# compact hard case?



## andrei1989 (Nov 20, 2014)

Hi all,

Last season i did not take my dslr when i went skiing, but this year i want to have it with me.
As I really don't want to damage it in case of a fall, i'm searching for a (hard) case to fit my 70d with attached 24mm or 40mm pancakes, as i don't really want to take the sigma 17-70 because of the total size.

I was thinking to get something like a semi-hard case, like the ones for compact cameras or portable hard-drives, of course one that would fit the 70d (if there is such thing).

Do you have any suggestions?
How do you take your dslr for skiing?

Thanks


----------



## Don Haines (Nov 20, 2014)

andrei1989 said:


> Hi all,
> 
> Last season i did not take my dslr when i went skiing, but this year i want to have it with me.
> As I really don't want to damage it in case of a fall, i'm searching for a (hard) case to fit my 70d with attached 24mm or 40mm pancakes, as i don't really want to take the sigma 17-70 because of the total size.
> ...


The gold standard are the Pelican cases.

http://www.pelican-case.com/photincas.html

They also have the storm line which has much easier to operate latches.... browse through the website and see what fits your needs...


----------



## andrei1989 (Dec 1, 2014)

so after looking at almost all pelican cases, i found nothing to fit my needs, they were either too thin or too large to comfortably carry in a backpack

what i got is this:
http://www.amazon.de/gp/product/B009LLVHR4?psc=1&redirect=true&ref_=oh_aui_detailpage_o00_s00

the 70d with a pancake lens will fit with some room left. with attached sigma 17-70C it's a really tight fit so most likely with the 18-55 kit lens it will also fit good


----------



## Don Haines (Dec 1, 2014)

andrei1989 said:


> so after looking at almost all pelican cases, i found nothing to fit my needs, they were either too thin or too large to comfortably carry in a backpack
> 
> what i got is this:
> http://www.amazon.de/gp/product/B009LLVHR4?psc=1&redirect=true&ref_=oh_aui_detailpage_o00_s00
> ...


looks good!

If you are looking for protection for a lens, you can either go for the lightweight series of the beta-shell, or you can do what I do to protect my camping stove... It is one of those MSR whisperlite stoves (30 years old and still going strong) that has the pump assembly in the fuel bottle... Get a good bottle of 12 (or more) year old scotch that has a protective cardboard tube for the bottle.... enjoy the scotch, place the fuel bottle/pump in the tube, snap the lid back in place, and away you go....

You can do the same with a lens, just find the right size scotch to fit your lens


----------



## lintoni (Dec 1, 2014)

Don Haines said:


> looks good!
> 
> If you are looking for protection for a lens, you can either go for the lightweight series of the beta-shell, or you can do what I do to protect my camping stove... It is one of those MSR whisperlite stoves (30 years old and still going strong) that has the pump assembly in the fuel bottle... Get a good bottle of 12 (or more) year old scotch that has a protective cardboard tube for the bottle.... enjoy the scotch, place the fuel bottle/pump in the tube, snap the lid back in place, and away you go....
> 
> *You can do the same with a lens, just find the right size scotch to fit your lens *


If you're wise, you'll get the wrong size bottle first time.


----------

◆ **Tasks and exercises**
a. Answer these questions using the skiing camera case thread:
(i) Which camera does andrei1989 want a case for?
(ii) Which cases does Don Haines call the gold standard?
(iii) Why did none of the Pelican cases suit andrei1989?
b. Repeat word for word everything in the skiing camera case thread from "http://www.pelican-case.com/photincas.html" down to "fits your needs...".
The lines that come next are separate material, not part of the skiing camera case thread.

A run of lines
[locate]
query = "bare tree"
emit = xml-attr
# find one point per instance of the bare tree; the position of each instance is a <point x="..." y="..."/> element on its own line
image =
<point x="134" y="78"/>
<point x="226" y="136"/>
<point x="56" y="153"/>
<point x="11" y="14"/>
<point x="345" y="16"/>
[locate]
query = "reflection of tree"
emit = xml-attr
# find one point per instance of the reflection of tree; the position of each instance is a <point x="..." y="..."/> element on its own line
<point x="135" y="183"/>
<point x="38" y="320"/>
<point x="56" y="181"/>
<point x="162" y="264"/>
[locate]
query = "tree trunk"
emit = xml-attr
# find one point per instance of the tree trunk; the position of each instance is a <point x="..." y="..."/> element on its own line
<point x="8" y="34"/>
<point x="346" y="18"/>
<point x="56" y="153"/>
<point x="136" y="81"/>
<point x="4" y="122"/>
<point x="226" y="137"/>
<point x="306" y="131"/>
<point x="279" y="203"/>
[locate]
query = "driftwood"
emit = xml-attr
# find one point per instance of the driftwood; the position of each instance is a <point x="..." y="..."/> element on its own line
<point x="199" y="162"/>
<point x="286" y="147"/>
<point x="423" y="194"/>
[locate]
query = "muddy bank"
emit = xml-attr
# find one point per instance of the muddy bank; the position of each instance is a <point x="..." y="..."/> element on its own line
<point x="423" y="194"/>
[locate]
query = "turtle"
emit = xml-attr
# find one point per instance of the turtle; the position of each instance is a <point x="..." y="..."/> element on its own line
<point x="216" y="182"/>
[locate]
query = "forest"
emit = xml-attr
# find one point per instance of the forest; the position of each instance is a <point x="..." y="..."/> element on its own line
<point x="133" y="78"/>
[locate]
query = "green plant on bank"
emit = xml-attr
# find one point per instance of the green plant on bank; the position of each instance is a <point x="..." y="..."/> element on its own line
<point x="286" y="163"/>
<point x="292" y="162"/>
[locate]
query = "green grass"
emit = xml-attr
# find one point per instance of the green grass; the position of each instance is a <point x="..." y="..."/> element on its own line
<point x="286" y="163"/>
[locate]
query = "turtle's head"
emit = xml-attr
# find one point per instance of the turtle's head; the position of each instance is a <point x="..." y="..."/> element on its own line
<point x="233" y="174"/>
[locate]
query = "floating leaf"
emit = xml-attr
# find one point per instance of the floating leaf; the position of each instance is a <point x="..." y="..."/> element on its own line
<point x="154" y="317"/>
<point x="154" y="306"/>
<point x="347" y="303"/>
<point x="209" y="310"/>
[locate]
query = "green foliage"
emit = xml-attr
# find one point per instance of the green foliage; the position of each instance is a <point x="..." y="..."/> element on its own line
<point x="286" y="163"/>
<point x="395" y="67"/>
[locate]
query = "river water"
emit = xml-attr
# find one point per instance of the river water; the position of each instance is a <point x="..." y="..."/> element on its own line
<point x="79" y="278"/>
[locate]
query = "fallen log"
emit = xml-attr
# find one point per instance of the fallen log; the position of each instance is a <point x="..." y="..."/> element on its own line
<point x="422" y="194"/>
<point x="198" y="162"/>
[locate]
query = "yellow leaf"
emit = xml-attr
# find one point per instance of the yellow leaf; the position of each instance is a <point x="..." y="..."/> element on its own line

◆ **Expected answers**
a.
(i) A 70d.
(ii) The Pelican cases.
(iii) They were either too thin or too large to comfortably carry in a backpack.

b.
http://www.pelican-case.com/photincas.html

They also have the storm line which has much easier to operate latches.... browse through the website and see what fits your needs...